- Trecho selecionado -
▼
Egoísta, mimado, antissocial: ser filho único é mesmo um problema?

Seja por querer economizar, priorizar a carreira, não ter tantas responsabilidades ou viver em um mundo superpopuloso, a taxa de fecundidade no Brasil está em queda livre, segundo dados do IBGE (Instituto Brasileiro de Geografia e Estatística). De 1960 para 2010, a redução foi de 6,3 para 1,9 filho. E atualmente, com base no Censo 2022, a taxa de fecundidade é de 1,75 filho.

Esse número deve cair ainda mais nas próximas décadas e como resultado disso (de ser cada vez mais comum uma única criança por família), uma dúvida antiga volta a querer assombrar os pais: seriam os unigênitos realmente complicados, para não dizer "doentios", como registrou há mais de um século em suas anotações o psicólogo norte-americano Granville Stanley Hall?

No século 19, Hall afirmava que filhos únicos tinham propensão a determinados tipos de comportamento inaceitáveis, como rebeldia, tirania e dificuldade de adaptação à sociedade. Mais tarde, Alfred Adler, psicólogo austríaco que foi aprendiz de Freud, atestou que a falta de irmãos, ou "rivais", repercutia em seres mimados, superdependentes, egoístas e medrosos.
▲
- O que se pede -
Segundo o texto sobre filhos únicos, qual era a taxa de fecundidade no Brasil em 1960?

- Trechos dos registros -
▼
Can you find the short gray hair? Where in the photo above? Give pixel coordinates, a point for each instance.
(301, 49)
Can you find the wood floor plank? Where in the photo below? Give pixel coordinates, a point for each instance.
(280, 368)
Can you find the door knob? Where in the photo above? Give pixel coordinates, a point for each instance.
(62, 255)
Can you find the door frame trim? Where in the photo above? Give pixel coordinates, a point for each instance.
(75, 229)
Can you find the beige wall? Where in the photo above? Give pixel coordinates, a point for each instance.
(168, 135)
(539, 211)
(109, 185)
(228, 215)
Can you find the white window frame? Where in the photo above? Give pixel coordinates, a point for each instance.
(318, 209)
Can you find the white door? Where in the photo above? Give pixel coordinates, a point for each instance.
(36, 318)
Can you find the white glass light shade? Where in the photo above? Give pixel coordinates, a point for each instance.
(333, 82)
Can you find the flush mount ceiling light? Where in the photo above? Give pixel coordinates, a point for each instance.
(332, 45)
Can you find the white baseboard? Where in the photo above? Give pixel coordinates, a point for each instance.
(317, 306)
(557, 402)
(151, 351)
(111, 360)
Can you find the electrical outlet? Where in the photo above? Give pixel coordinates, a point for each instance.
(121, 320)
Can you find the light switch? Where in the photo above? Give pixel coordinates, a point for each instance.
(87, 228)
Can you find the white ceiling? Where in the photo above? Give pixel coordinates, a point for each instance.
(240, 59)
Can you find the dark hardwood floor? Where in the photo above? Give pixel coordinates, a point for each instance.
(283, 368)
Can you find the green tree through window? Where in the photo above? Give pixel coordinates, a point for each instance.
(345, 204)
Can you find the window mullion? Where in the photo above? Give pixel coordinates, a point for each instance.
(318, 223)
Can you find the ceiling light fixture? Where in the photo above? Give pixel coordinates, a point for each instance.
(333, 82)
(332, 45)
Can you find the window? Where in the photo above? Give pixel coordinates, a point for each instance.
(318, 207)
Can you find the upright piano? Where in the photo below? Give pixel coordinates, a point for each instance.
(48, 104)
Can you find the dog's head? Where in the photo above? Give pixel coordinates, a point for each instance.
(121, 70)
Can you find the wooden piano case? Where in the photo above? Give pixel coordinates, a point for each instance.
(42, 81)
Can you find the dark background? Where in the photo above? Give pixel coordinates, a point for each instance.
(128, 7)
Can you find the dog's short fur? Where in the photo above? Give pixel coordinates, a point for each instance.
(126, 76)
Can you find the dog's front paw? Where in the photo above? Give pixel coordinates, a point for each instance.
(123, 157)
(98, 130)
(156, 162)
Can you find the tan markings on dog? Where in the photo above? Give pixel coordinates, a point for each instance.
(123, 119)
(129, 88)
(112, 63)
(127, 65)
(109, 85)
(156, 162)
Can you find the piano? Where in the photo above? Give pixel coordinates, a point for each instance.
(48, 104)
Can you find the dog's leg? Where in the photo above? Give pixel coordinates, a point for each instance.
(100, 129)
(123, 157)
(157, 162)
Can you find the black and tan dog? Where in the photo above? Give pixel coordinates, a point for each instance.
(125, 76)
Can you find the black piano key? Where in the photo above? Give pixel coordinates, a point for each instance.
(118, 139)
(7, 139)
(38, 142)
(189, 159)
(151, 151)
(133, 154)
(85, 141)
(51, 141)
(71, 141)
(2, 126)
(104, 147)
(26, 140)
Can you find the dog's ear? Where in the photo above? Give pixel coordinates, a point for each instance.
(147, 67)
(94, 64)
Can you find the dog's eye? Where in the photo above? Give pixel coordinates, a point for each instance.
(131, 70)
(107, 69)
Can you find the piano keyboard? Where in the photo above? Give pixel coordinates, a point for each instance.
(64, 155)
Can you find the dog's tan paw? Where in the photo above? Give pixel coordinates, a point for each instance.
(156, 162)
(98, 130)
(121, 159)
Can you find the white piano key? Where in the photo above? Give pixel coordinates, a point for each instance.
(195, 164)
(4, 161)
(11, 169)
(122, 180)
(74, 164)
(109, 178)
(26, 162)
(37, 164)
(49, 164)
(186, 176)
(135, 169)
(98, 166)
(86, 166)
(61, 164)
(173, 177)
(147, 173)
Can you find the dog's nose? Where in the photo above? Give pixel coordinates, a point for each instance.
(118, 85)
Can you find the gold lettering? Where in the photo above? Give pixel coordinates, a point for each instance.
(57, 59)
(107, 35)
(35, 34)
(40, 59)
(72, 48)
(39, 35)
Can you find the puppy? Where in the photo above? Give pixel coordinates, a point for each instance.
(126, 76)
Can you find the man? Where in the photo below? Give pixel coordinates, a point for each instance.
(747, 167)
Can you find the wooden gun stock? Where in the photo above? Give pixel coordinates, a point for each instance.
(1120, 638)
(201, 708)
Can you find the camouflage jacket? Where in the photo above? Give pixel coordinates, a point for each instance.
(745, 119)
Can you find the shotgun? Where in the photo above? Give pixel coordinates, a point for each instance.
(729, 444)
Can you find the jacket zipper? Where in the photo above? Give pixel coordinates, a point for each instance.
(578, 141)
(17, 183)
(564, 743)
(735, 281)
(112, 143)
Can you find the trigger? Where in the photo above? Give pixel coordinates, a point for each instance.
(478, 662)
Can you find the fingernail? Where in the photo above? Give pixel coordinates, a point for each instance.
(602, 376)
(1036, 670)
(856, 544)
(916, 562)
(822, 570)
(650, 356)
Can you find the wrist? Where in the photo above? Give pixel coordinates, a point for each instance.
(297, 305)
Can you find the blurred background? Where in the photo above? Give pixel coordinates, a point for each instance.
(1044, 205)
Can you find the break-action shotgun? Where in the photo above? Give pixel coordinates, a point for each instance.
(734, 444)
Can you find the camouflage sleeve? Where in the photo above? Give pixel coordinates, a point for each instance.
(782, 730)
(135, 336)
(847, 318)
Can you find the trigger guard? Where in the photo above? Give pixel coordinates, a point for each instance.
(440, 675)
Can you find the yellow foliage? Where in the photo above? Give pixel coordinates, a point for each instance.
▲
- Solução do exercício -
Em 1960, a taxa de fecundidade no Brasil era de 6,3 filhos.